Perplexity is rolling out a revenue-share approach via its Comet Plus subscription that pays publishers based on human visits and bot crawls on its AI browser Comet. The model reflects a wider industry shift toward usage-based AI licensing and aligns with IAB Tech Lab efforts to standardize measurement. Several publishing executives show cautious optimism but report limited engagement with Perplexity and difficulties obtaining details. Perplexity's publisher partnership team is small and has been unresponsive to outreach. Payout amounts from existing ad revenue-share programs remain unclear, and publishers have threatened legal action over scraping and data use.
Unlike the lump-sum AI training and content licensing deals favored by Amazon, Meta and OpenAI, it's building revenue share models that incentivize it to continue compensating publishers. But there are some major hurdles. In theory, the revenue share model around Perplexity's Comet Plus subscription tier announced this week sounds pretty good: publishers are paid based on how often their content is visited by humans and crawled by bots on its AI-powered browser Comet.
The IAB Tech Lab is developing a mechanism for this. Some publishing execs are optimistic - at least initially. But so far Perplexity isn't taking full advantage of this opportunity. Two publishing execs that spoke to Digiday said they have yet to meet with Perplexity reps to hear more details about Comet Plus. Perplexity has been unresponsive to messages about its revenue share programs, publishing execs told Digiday.

[Problem requirements]
Retype word for word the portion of the Perplexity revenue-share article above between "Unlike the lump-sum" and "execs told Digiday.", inclusive.

[Data extract]
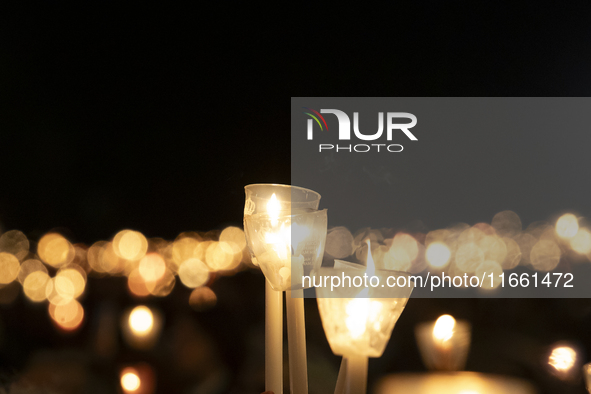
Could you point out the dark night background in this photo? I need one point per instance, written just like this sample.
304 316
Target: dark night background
155 118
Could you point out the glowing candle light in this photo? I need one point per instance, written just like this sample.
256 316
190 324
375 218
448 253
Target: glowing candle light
359 324
141 327
285 234
130 381
444 344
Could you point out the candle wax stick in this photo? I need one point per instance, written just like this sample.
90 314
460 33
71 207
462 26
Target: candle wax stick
273 339
296 339
342 378
356 375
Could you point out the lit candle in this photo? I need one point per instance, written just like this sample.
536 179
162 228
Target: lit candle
284 240
358 324
443 331
286 235
444 344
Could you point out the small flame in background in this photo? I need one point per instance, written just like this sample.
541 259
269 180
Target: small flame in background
57 271
562 358
443 330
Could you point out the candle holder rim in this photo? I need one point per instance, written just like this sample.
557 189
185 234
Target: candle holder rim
332 269
432 323
265 215
283 185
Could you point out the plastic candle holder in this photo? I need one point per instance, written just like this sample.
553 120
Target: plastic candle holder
288 247
359 322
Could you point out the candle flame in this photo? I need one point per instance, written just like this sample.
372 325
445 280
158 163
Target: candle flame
444 328
141 320
273 208
562 358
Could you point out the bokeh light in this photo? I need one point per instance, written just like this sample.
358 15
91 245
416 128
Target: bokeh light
581 242
438 255
545 255
9 267
55 250
487 268
68 316
35 284
567 226
506 224
141 320
193 273
152 267
130 380
130 245
202 299
562 358
136 284
15 243
469 257
28 267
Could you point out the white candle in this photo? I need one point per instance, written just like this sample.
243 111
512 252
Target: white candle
356 375
342 378
273 339
296 337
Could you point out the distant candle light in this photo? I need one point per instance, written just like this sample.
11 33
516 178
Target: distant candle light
563 358
567 226
130 381
141 320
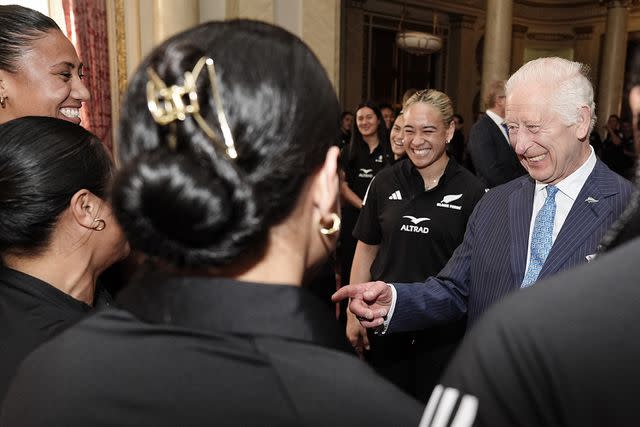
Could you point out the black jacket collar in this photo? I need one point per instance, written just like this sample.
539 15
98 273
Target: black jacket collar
240 308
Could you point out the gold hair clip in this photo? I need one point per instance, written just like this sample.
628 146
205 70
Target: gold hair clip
167 104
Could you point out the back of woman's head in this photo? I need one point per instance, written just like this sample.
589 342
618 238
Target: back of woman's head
180 196
19 26
43 163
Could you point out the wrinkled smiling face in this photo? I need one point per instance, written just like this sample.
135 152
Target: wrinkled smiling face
549 149
388 116
48 81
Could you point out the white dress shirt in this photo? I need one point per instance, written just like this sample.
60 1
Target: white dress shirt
568 190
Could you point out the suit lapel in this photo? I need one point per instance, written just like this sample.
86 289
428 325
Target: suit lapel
585 217
520 208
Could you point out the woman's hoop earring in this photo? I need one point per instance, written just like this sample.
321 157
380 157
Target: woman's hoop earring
335 226
101 224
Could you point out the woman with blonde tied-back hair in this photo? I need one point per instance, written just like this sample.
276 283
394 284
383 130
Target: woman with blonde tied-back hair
413 217
232 199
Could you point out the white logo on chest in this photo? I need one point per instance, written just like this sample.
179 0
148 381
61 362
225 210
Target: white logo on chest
446 202
365 173
414 227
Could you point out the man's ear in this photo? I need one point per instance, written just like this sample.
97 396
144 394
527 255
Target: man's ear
326 185
84 208
584 123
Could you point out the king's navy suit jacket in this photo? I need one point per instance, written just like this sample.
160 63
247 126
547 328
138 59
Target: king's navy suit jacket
492 258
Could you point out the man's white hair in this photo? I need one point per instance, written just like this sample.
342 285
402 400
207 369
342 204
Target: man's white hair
569 88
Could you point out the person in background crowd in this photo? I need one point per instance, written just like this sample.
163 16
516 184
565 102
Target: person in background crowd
405 233
230 208
528 229
57 232
388 115
346 123
493 158
617 150
368 152
40 73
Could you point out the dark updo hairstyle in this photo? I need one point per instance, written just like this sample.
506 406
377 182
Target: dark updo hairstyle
359 147
43 163
179 197
19 26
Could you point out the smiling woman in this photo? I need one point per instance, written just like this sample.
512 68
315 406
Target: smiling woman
40 73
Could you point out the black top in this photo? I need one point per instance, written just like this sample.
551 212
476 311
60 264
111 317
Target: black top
563 353
204 351
363 167
31 311
417 230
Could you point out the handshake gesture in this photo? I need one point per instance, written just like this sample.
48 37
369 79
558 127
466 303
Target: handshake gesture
370 302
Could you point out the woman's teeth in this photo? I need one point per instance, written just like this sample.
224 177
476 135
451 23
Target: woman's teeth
72 113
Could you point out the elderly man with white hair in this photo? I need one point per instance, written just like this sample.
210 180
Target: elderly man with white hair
564 353
530 228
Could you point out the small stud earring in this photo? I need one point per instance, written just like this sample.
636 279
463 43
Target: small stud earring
335 226
100 224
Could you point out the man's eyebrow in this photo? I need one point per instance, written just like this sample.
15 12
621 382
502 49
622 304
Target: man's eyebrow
68 64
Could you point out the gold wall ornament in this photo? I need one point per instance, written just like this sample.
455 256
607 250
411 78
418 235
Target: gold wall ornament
101 224
167 104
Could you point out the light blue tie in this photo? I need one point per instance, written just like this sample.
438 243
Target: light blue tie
506 129
542 237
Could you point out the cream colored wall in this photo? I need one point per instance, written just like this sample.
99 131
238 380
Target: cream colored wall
317 22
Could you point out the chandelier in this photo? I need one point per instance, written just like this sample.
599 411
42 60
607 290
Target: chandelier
418 42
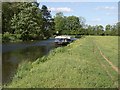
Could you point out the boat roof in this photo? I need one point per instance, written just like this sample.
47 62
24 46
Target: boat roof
63 37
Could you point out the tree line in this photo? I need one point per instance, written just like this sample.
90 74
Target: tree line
26 21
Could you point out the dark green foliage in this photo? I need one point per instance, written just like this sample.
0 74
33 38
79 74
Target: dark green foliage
28 20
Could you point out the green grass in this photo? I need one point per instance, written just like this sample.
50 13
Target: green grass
78 65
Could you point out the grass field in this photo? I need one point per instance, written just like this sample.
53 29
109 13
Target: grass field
81 64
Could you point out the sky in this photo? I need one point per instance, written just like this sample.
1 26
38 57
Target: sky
95 13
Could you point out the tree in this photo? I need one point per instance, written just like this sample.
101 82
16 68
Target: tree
108 29
100 30
73 25
48 22
60 23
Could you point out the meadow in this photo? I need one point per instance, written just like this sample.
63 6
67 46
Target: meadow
89 62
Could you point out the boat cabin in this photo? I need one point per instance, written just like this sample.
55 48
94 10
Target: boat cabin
63 40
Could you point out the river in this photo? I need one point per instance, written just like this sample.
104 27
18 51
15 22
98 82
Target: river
14 53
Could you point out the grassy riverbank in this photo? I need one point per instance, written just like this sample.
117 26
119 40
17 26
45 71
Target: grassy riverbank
78 65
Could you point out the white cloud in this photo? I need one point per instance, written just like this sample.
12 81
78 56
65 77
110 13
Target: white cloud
112 13
60 9
106 8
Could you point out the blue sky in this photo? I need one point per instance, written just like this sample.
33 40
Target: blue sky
94 12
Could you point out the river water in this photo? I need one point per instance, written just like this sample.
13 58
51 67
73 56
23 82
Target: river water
14 53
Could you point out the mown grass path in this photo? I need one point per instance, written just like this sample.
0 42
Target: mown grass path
78 65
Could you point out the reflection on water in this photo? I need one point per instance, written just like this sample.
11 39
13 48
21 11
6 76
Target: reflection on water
12 57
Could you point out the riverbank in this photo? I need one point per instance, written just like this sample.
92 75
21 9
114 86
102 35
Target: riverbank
78 65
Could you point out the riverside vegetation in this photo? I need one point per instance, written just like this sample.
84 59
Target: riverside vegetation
77 65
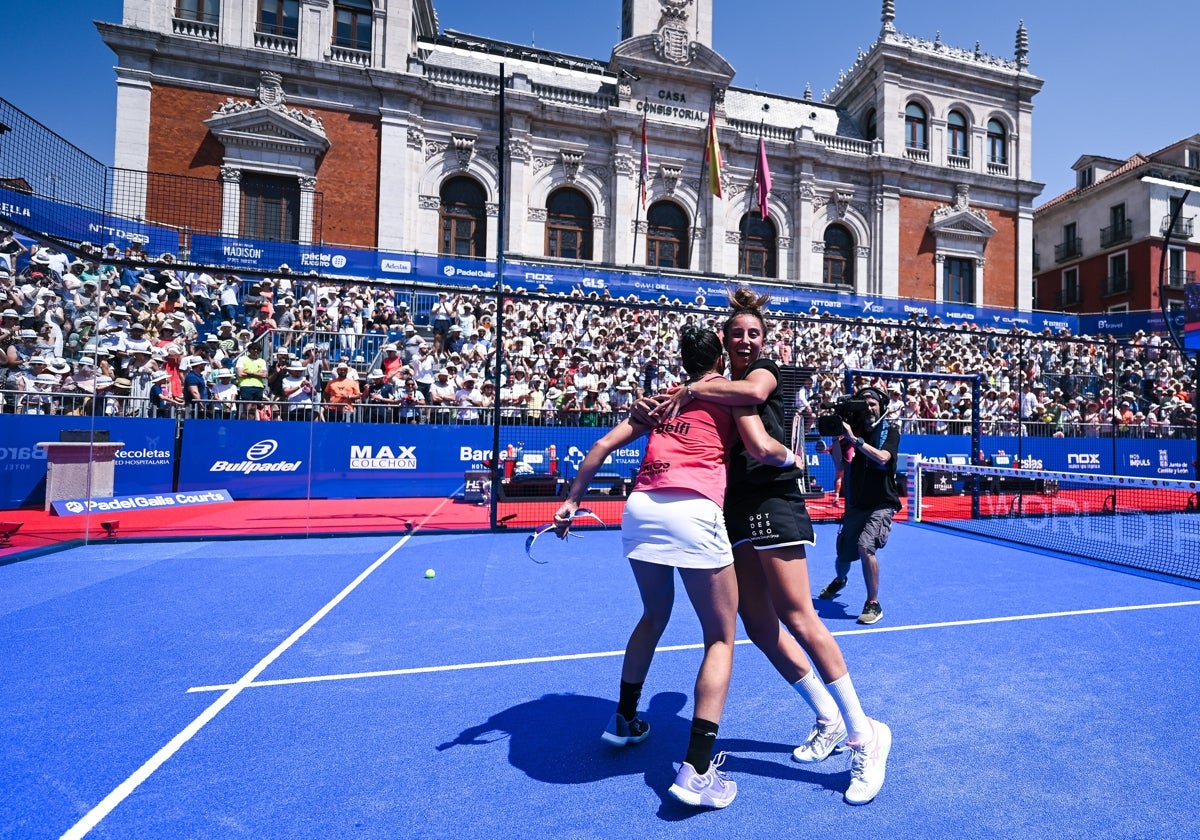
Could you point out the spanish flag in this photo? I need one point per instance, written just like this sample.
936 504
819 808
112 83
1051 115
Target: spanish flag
713 157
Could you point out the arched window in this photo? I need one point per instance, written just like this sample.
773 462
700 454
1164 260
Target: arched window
756 253
569 225
270 208
916 135
352 24
959 282
666 235
463 217
997 143
839 259
957 135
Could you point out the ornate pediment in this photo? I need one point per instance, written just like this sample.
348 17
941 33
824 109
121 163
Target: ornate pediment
960 221
670 54
249 129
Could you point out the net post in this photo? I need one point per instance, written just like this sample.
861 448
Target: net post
913 477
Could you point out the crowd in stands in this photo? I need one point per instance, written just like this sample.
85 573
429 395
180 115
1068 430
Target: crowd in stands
85 335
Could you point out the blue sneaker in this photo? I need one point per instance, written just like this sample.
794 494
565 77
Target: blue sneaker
703 790
622 732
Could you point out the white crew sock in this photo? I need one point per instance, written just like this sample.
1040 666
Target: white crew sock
858 725
817 696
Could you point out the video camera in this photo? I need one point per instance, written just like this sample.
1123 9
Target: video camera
849 409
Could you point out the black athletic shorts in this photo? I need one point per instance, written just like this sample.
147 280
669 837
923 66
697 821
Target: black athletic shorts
771 516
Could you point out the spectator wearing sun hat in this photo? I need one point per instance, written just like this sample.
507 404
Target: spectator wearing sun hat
342 393
162 402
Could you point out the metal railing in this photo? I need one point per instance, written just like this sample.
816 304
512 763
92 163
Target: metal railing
1117 283
1177 279
1116 233
1183 227
1068 250
1068 297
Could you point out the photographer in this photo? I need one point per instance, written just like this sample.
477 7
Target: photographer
871 443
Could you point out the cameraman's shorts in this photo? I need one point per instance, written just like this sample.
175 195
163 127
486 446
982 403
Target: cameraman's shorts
771 516
863 528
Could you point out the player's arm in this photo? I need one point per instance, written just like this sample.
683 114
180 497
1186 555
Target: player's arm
617 437
757 442
753 390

[Task result]
Unlike the lump-sum AI training and content licensing deals favored by Amazon, Meta and OpenAI, it's building revenue share models that incentivize it to continue compensating publishers. But there are some major hurdles. In theory, the revenue share model around Perplexity's Comet Plus subscription tier announced this week sounds pretty good: publishers are paid based on how often their content is visited by humans and crawled by bots on its AI-powered browser Comet.
The IAB Tech Lab is developing a mechanism for this. Some publishing execs are optimistic - at least initially. But so far Perplexity isn't taking full advantage of this opportunity. Two publishing execs that spoke to Digiday said they have yet to meet with Perplexity reps to hear more details about Comet Plus. Perplexity has been unresponsive to messages about its revenue share programs, publishing execs told Digiday.